• Exercises:
(1) Copy the part of the film list that opens with the words containing "John Ford tries" and closes with "straight up gorgeous.".
(2) In the film list, which actor plays the samurai in the Kenji Mizoguchi film?

• Given passage:

- - -

Hey, early cinema wasn’t making a whole lot of films, so not every year has 10 worthy of looking into. At least this one has a great triple header at the top, two tragically beautiful and one jokingly awesome. Also, what’s up with the treatment of the elderly? Lot of movies this year about older people reflecting on their poor treatment or dealing with a life in poverty. Yeesh.
Don’t worry, even though it’s a short list, it’s a pretty good one.
John Ford tries his hand at an Irish romcom? Sure, why not. Bring John Wayne aboard, and the great Maureen O’Hara (her accent needs work), and you’ve got a wacky comedy that looks straight up gorgeous.
Orson Welles is in blackface. That’s um, not great. But everything else about his Shakespeare production is, looking beautiful and gigantic like every great bard adapation.
Not quite as melodramatic as the soap opera “The Bold and the Beautiful” but it’s close. It’s fitting a movie about Hollywood though, that everyone who hates working for Kirk Douglas’s producer really dials up the anger/hatred an extra notch to get their point across.
Kenji Mizoguchi really wanted to make a point about how women are mistreated in Japanese society. He teams up with the awesome Kinuyo Tanaka (they’ll team up again next year too) to tell the story of a woman who’s choices to live for herself are frowned upon by custom, like marrying a samurai (Toshiro Mifune), beneath her status for love.

- - -

Saved data entries:
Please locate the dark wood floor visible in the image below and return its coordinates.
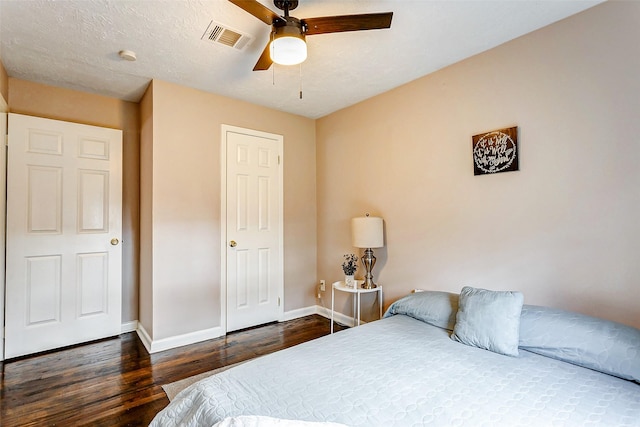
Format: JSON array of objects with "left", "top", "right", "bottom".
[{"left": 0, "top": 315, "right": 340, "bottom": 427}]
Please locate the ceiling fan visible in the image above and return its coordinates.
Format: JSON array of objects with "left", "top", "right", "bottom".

- - -

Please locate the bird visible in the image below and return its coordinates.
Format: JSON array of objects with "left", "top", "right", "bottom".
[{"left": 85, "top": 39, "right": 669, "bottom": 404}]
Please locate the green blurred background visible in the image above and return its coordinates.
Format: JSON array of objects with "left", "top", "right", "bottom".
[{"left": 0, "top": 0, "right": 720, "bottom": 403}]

- - -

• Expected outputs:
(1)
John Ford tries his hand at an Irish romcom? Sure, why not. Bring John Wayne aboard, and the great Maureen O’Hara (her accent needs work), and you’ve got a wacky comedy that looks straight up gorgeous.

(2) Toshiro Mifune